(Records from a data source)
┌──

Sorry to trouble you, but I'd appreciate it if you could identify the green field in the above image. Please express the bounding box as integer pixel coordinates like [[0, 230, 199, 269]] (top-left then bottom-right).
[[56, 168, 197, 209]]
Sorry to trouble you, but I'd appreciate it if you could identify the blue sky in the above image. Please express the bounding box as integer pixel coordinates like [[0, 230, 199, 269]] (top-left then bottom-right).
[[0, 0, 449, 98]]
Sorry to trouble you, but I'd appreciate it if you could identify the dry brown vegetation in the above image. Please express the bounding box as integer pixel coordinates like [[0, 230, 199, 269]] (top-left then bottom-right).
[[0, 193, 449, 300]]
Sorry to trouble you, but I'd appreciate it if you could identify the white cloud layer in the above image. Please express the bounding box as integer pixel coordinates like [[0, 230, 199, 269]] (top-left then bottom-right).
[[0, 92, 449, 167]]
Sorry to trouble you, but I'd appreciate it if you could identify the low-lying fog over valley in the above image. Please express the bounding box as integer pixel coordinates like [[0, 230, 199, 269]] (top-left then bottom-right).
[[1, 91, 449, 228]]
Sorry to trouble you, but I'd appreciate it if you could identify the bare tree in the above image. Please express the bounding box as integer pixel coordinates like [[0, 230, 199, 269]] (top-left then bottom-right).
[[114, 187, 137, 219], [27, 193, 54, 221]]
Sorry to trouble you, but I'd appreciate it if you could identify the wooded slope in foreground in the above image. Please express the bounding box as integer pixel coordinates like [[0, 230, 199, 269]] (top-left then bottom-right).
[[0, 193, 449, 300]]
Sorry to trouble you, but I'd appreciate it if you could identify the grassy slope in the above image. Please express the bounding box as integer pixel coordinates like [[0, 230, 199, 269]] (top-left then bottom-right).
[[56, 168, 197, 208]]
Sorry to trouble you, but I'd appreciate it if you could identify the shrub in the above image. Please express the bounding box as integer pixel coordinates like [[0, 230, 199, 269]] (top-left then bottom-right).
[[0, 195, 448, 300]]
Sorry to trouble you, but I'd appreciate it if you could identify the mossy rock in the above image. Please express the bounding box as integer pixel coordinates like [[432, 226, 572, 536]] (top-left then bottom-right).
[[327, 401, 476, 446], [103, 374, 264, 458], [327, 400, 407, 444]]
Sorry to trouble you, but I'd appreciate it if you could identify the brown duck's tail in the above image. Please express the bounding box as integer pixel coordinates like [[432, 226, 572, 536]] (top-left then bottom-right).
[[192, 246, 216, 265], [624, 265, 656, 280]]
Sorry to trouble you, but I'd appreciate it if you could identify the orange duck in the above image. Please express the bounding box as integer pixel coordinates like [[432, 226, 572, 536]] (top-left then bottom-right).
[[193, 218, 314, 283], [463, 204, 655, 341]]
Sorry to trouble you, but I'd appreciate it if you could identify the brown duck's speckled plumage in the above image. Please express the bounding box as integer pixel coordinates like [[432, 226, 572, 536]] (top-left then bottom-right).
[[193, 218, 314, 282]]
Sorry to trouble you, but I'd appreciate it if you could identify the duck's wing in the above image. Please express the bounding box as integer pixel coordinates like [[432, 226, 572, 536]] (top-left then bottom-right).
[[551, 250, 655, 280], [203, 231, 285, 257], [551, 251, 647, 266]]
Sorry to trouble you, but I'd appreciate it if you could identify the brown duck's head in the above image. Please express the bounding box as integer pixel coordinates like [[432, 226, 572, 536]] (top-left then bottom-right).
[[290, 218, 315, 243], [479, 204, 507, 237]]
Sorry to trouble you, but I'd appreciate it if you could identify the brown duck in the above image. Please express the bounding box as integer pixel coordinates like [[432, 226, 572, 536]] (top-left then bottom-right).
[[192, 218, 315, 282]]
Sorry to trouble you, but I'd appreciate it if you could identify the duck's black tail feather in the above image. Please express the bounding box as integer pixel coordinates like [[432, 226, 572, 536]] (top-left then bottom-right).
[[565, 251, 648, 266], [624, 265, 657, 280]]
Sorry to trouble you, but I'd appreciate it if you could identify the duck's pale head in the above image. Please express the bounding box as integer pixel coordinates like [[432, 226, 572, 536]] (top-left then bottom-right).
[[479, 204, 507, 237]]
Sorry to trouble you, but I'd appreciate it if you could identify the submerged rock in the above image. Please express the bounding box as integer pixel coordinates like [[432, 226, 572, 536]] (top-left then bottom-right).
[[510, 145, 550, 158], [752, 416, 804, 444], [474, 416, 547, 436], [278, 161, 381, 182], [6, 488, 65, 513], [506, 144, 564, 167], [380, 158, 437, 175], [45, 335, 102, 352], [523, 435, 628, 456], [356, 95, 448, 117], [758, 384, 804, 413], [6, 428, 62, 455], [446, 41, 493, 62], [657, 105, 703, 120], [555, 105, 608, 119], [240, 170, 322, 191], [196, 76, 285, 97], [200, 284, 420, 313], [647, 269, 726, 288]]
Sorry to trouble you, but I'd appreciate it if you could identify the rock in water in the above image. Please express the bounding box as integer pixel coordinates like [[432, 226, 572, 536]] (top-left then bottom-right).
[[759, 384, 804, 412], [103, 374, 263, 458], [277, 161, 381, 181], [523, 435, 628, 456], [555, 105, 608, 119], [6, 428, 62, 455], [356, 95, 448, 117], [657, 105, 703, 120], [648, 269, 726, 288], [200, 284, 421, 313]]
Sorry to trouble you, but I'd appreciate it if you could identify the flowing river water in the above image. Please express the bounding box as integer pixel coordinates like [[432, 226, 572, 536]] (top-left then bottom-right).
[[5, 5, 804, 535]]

└──

§ **TASK TO CARRY OUT**
In full and without alteration, transcribe the entries above.

§ **ANSWER BELOW**
Sorry to trouble you, but I'd appreciate it if you could identify the green field in the above image. Please express the bounding box as integer pixel coordinates like [[0, 230, 199, 269]] (top-left then bottom-right).
[[56, 168, 197, 209]]
Sorry to trouble you, but I'd appreciate it if you could identify the blue sky in the above image. Please express the bounding box as integer pixel coordinates like [[0, 230, 199, 269]] (top-left then bottom-right).
[[0, 0, 449, 98]]
Sorry to trouble you, but I'd appreciate it if you could identify the dry brown vegetation in the above image. Please express the bounding box as integer pixel coordinates like [[0, 230, 199, 269]] (top-left then bottom-right).
[[0, 193, 449, 300]]
Sorry to trouble you, but I'd appreciate it if you could identify the white cloud layer in the above image. Please express the bounding box as integer pixel coordinates like [[0, 230, 199, 269]] (top-left then bottom-right).
[[0, 92, 449, 167]]
Sorry to trouble you, but I'd appreciate it if you could identify the low-lying fog over valley in the above image. Please express the bounding box as integer pixel coordinates like [[0, 230, 199, 269]] (top-left then bottom-right).
[[1, 91, 449, 228]]
Sorry to trouble you, but I'd appreciate it if you could identify the bare tree in the above image. Please express the bounding box as integer pixel coordinates like [[0, 230, 199, 269]] (top-left then bottom-right).
[[114, 187, 137, 219], [27, 193, 54, 221]]
Sorry to trouble you, but I'd appreciate it if you could identify the wooded slope in foreground in the above image. Please express the bounding box as integer pixel coordinates like [[0, 230, 199, 269]] (top-left then bottom-right).
[[0, 193, 449, 300]]
Sorry to trouble you, but I'd appreciate it if you could identify the grassy slope in the above image. Please express the bounding box as integer pixel coordinates like [[0, 230, 199, 269]] (top-left then bottom-right).
[[56, 168, 197, 208]]
Sorry to trouble you, but I'd appreciate it if you could identify the shrub in the above image. Please express the bounding box as integer pixel coordinates like [[0, 230, 199, 269]] (top-left then bottom-right).
[[0, 195, 448, 300]]
Sorry to trouble you, but I'd appreciate it if you could identify the mossy rock in the above image. Please express the bounding box as integer pixel coordinates like [[432, 226, 572, 536]] (top-left then bottom-right).
[[327, 401, 476, 446], [103, 374, 264, 458], [327, 400, 407, 444]]
Sorry to trouble you, but I'd appreciate it if you could identify the brown duck's tail in the above image. Please express the bounding box as integer pixel coordinates like [[432, 226, 572, 536]] (top-left then bottom-right).
[[192, 246, 216, 265], [624, 265, 656, 280]]
Sorry to trouble you, but I'd appreciate it if you could identify the orange duck in the above image. Please express the bounding box as integer pixel coordinates like [[432, 226, 572, 536]] (top-left then bottom-right).
[[193, 218, 314, 283], [463, 204, 655, 341]]
Sorry to trouble you, but I'd appreciate it if you could identify the brown duck's speckled plumage in the above image. Please express the bounding box as integer pixel coordinates like [[432, 226, 572, 536]] (top-left then bottom-right).
[[193, 218, 314, 282]]
Sorry to trouble you, but I'd appreciate it if you could identify the duck's wing in the above image. Please express the bounding box as integer pixel coordinates like [[432, 226, 572, 536]] (top-left then bottom-right).
[[551, 250, 655, 280], [203, 231, 285, 257], [551, 251, 647, 266]]
Sorry to trouble you, but I'd appreciate it if you could identify the brown duck's head in the above image. Please express the bounding box as integer pixel coordinates like [[432, 226, 572, 536]] (top-left then bottom-right).
[[290, 218, 315, 243], [479, 204, 507, 237]]
Sorry to trouble you, but I'd appreciate it if you could identify the brown duck in the above image. Please express the bounding box as integer pixel coordinates like [[432, 226, 572, 536]] (top-left then bottom-right).
[[192, 218, 315, 282]]
Sorry to trouble you, but I'd appreciate it if you could identify the duck's black tail feather in the above image. Please express the bounding box as integer pixel coordinates like [[432, 226, 572, 536]] (top-left then bottom-right).
[[565, 251, 648, 266], [624, 265, 657, 280]]
Sorry to trouble you, but I'd appreciate it if you could identify the duck's pale head in the above image. Please express the bounding box as integer pixel coordinates like [[432, 226, 572, 536]] (top-left then bottom-right).
[[479, 204, 507, 237]]
Sorry to trouble you, but I'd appreciate it if you could identify the submerged rock in the above image. Please express the bounding box as integer pixel coordinates like [[432, 226, 572, 536]] (top-left then bottom-right).
[[510, 145, 550, 158], [752, 416, 804, 444], [474, 416, 547, 436], [278, 161, 381, 182], [6, 488, 65, 513], [506, 144, 564, 167], [380, 158, 437, 175], [45, 335, 102, 352], [523, 435, 628, 456], [356, 95, 448, 117], [758, 384, 804, 413], [6, 428, 62, 455], [446, 41, 493, 62], [657, 105, 703, 120], [555, 105, 608, 119], [240, 170, 322, 191], [196, 76, 285, 97], [200, 284, 420, 313], [647, 269, 726, 288]]
Sorry to trouble you, but I'd appreciate it if you could identify the rock in water in the above image. Please express the bounding box as integer pixel coordinates like [[432, 226, 572, 536]] (top-left then bottom-right).
[[759, 384, 804, 412], [103, 374, 263, 458], [277, 161, 381, 181], [523, 435, 628, 456], [555, 105, 608, 119], [6, 428, 62, 455], [356, 95, 448, 117], [657, 105, 703, 120], [648, 269, 726, 288], [200, 284, 421, 313]]
Sorry to trouble you, but I'd appreciate it if you could identify the flowing river water in the above image. Please express the bounding box as integer pixel coordinates like [[432, 226, 572, 536]] (top-left then bottom-right).
[[5, 5, 804, 535]]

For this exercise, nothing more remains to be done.